● The exercise: Please write out the material below exactly as given.

● Excerpts of location labeling data:
==================================================

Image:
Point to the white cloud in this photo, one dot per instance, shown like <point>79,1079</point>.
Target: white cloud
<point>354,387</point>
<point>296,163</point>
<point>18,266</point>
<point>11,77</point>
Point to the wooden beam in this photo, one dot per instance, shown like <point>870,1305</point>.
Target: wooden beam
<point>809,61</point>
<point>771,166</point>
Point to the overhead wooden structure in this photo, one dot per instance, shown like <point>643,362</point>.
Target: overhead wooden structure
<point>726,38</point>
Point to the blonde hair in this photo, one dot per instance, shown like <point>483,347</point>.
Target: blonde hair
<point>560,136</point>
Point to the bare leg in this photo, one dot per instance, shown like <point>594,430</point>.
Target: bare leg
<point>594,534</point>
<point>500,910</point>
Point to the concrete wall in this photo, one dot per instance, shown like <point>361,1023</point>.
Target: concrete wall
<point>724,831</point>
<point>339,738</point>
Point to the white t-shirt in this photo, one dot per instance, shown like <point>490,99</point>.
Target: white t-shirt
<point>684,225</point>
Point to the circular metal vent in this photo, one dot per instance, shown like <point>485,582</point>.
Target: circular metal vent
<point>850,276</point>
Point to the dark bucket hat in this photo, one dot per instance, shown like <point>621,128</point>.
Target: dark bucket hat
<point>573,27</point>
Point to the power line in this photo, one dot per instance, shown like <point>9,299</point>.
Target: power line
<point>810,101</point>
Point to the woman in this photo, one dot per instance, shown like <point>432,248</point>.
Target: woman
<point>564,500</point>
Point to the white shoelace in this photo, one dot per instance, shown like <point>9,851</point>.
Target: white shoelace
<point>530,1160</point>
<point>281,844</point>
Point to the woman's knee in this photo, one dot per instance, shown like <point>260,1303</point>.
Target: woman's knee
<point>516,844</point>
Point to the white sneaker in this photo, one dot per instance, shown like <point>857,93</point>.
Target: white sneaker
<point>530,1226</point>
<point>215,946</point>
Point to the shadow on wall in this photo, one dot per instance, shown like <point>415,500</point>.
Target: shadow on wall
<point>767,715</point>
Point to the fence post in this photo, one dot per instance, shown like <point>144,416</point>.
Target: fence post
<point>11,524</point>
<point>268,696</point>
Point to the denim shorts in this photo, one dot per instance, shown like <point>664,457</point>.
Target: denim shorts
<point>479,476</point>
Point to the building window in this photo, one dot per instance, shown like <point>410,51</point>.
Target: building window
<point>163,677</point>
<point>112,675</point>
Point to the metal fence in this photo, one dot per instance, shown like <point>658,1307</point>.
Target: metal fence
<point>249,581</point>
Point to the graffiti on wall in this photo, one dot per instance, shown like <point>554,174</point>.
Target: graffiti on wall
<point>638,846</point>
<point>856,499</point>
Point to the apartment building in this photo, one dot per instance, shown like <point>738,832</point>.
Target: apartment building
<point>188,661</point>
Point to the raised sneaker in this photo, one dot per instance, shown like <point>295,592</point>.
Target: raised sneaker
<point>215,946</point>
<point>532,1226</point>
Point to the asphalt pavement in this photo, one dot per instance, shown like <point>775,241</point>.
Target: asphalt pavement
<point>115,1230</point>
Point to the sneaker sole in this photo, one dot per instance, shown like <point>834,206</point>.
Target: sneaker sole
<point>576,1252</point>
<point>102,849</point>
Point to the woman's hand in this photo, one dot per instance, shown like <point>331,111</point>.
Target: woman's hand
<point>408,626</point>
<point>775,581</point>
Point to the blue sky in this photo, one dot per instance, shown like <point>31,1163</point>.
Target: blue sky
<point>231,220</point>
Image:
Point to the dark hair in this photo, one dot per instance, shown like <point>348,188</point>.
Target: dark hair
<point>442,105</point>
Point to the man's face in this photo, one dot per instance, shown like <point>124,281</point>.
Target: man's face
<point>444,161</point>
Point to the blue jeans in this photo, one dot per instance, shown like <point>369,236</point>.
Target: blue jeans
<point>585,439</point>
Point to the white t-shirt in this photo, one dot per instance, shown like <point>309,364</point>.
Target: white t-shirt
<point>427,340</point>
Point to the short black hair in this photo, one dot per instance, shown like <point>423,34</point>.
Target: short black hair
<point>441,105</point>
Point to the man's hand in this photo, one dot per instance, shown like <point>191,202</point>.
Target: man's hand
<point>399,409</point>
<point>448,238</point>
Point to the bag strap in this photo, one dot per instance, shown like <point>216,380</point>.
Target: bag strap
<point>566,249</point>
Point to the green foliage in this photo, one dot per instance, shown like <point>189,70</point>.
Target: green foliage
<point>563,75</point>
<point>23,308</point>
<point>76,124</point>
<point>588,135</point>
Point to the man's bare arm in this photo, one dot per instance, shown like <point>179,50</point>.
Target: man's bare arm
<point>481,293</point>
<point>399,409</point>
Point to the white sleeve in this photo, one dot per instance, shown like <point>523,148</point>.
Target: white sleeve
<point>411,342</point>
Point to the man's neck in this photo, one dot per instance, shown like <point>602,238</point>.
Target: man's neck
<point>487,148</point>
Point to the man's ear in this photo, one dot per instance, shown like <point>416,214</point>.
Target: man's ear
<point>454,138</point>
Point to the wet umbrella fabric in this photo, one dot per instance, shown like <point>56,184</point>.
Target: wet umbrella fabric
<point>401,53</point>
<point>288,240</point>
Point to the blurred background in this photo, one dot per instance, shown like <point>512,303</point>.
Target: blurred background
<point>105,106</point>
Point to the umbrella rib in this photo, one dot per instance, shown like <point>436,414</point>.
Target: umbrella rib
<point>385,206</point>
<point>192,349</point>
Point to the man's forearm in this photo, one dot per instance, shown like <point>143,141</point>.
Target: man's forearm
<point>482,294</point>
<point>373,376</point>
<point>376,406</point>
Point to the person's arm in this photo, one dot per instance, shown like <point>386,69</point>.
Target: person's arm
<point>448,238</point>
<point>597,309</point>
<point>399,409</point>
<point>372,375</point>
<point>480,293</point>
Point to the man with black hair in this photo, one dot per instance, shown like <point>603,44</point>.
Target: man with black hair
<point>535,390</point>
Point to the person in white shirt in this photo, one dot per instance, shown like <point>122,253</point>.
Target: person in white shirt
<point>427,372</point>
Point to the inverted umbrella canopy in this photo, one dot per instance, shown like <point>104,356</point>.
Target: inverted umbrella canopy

==================================================

● Response to this task:
Image:
Point to the white cloud in this photo, one dot per instance, shown like <point>79,1079</point>.
Target: white cloud
<point>354,387</point>
<point>296,163</point>
<point>18,266</point>
<point>11,77</point>
Point to the wooden beam in this photo, one dot per instance, shown like <point>870,1305</point>.
Target: wooden beam
<point>809,61</point>
<point>771,166</point>
Point to the overhead wooden structure in this photo, one dot per instance, shown like <point>643,362</point>.
Target: overhead wooden structure
<point>726,38</point>
Point to the blonde hair in this photo, one dot per instance, shown like <point>483,347</point>.
Target: blonde hair
<point>560,136</point>
Point to the bare leg in this photo, one dot per instance, shown like <point>594,430</point>.
Target: bare leg
<point>594,534</point>
<point>500,910</point>
Point to the concrete wall in this photo, one dot per instance, shown like <point>361,1023</point>.
Target: concrete wall
<point>724,831</point>
<point>339,738</point>
Point to the white t-shirt in this photo, one dot per instance, shown like <point>490,99</point>.
Target: white t-shirt
<point>684,225</point>
Point to the circular metal vent in this photo, one dot per instance, shown like <point>485,582</point>.
Target: circular metal vent
<point>850,276</point>
Point to the dark bucket hat in this photo, one dot per instance, shown like <point>621,128</point>.
Target: dark bucket hat
<point>573,27</point>
Point to the power line in this photo, one dot per instance, shown like <point>9,299</point>.
Target: power line
<point>810,101</point>
Point to the woman in this photo, one dot per instance, shown like <point>432,248</point>.
Target: woman
<point>564,500</point>
Point to the white shoelace in this photo, one dot per instance, shown like <point>9,851</point>.
Target: white shoelace
<point>530,1160</point>
<point>281,844</point>
Point to the woman's knee in this photo, one dot per instance, shown like <point>260,1303</point>.
Target: woman's knee
<point>516,844</point>
Point to the white sneaker in this photo, one dot per instance, shown like <point>857,93</point>.
Target: white sneaker
<point>530,1226</point>
<point>215,946</point>
Point to the shadow on wall in this photo, one dot per instance, shown like <point>415,500</point>.
Target: shadow on wall
<point>767,715</point>
Point to the fence post in this photo, one dot per instance, shown like <point>144,416</point>.
Target: fence post
<point>11,524</point>
<point>268,696</point>
Point to the denim shorts in this photo, one dot per instance, shown like <point>664,457</point>.
Target: denim shorts
<point>479,476</point>
Point to the building window in this photo, one dot per instance, shown like <point>410,51</point>.
Target: building window
<point>163,677</point>
<point>112,675</point>
Point to the metal fence in this photo, one dot per instance, shown like <point>658,1307</point>.
Target: metal fence
<point>249,581</point>
Point to the graffiti on wall in this photo, one dot per instance, shown like <point>554,174</point>.
Target: graffiti on wall
<point>638,846</point>
<point>856,499</point>
Point to the apartment building in this photo, one dot per instance, shown like <point>738,832</point>.
Target: apartment building
<point>188,661</point>
Point to the raised sneaker in this photo, one dot per instance, shown like <point>295,592</point>.
Target: raised sneaker
<point>215,946</point>
<point>532,1226</point>
Point to the asphalt pavement in this photo, one dot per instance, shown like <point>775,241</point>.
Target: asphalt pavement
<point>115,1230</point>
Point to the sneaker sole in this photo, one dot per instance, shown like <point>834,206</point>.
Target: sneaker sole
<point>576,1252</point>
<point>102,849</point>
Point to the woman's hand in this photo, one dot per instance, shown like <point>331,111</point>.
Target: woman's hand
<point>408,626</point>
<point>775,581</point>
Point to the blue sky in this photo, one dot per instance, shown like <point>31,1163</point>.
Target: blue sky
<point>231,220</point>
Image:
Point to the dark hair in this photo, one dot per instance, shown like <point>348,188</point>.
Target: dark hair
<point>442,105</point>
Point to the man's face in this photo, one dot per instance, shown like <point>124,281</point>.
Target: man's face
<point>444,161</point>
Point to the blue jeans in this photo, one dot per instance, shown like <point>369,236</point>.
Target: blue jeans
<point>585,439</point>
Point to the white t-shirt in this photo, one dot per instance, shown like <point>309,364</point>.
Target: white t-shirt
<point>427,340</point>
Point to the short black hair in this photo, one dot per instance, shown like <point>423,34</point>.
Target: short black hair
<point>441,105</point>
Point to the man's hand in this photo, one dot per instance, shown like <point>191,202</point>.
Target: man's hand
<point>399,409</point>
<point>448,238</point>
Point to the bag strap in this photo, one dot per instance, shown like <point>216,380</point>.
Target: bag strap
<point>566,249</point>
Point to the green foliage in this photo, one dot per instance, shown like <point>189,70</point>.
Target: green foliage
<point>563,75</point>
<point>23,308</point>
<point>76,124</point>
<point>588,135</point>
Point to the man's bare arm in this photo, one dot per instance, shown like <point>179,50</point>.
Target: man's bare arm
<point>481,293</point>
<point>399,409</point>
Point to the white sleeve in this photo, one dot per instance, shown like <point>523,148</point>.
Target: white sleeve
<point>411,342</point>
Point to the man's neck in this photo, one dot per instance, shown like <point>602,238</point>.
Target: man's neck
<point>487,148</point>
Point to the man's ear in this photo, one dot per instance, shown like <point>416,214</point>.
Target: man's ear
<point>454,138</point>
Point to the wet umbrella fabric in this photo, one dot per instance, shown like <point>56,184</point>.
Target: wet umbrella fabric
<point>401,53</point>
<point>288,240</point>
Point to the blurred background in this photo, one dot per instance, shown like <point>512,303</point>.
Target: blurred background
<point>105,106</point>
Point to the umbrella rib in this photo, one dot per instance, shown like <point>436,414</point>.
Target: umbrella rib
<point>385,206</point>
<point>192,349</point>
Point to the man's forearm in this photo, one dot per instance, shown like <point>143,141</point>.
Target: man's forearm
<point>482,294</point>
<point>373,376</point>
<point>376,406</point>
Point to the person's arm in this photo, one dot per instance, shown like <point>386,69</point>.
Target: person's arm
<point>448,238</point>
<point>597,309</point>
<point>399,409</point>
<point>372,375</point>
<point>480,293</point>
Point to the man with black hair in this photo, one dot per instance, shown like <point>603,44</point>.
Target: man with black hair
<point>535,390</point>
Point to the person in white shirt in this photo, one dot per instance, shown like <point>122,253</point>.
Target: person in white shirt
<point>427,372</point>
Point to the inverted umbrella canopy in this photo, one dot per instance, shown like <point>104,356</point>.
Target: inverted umbrella canopy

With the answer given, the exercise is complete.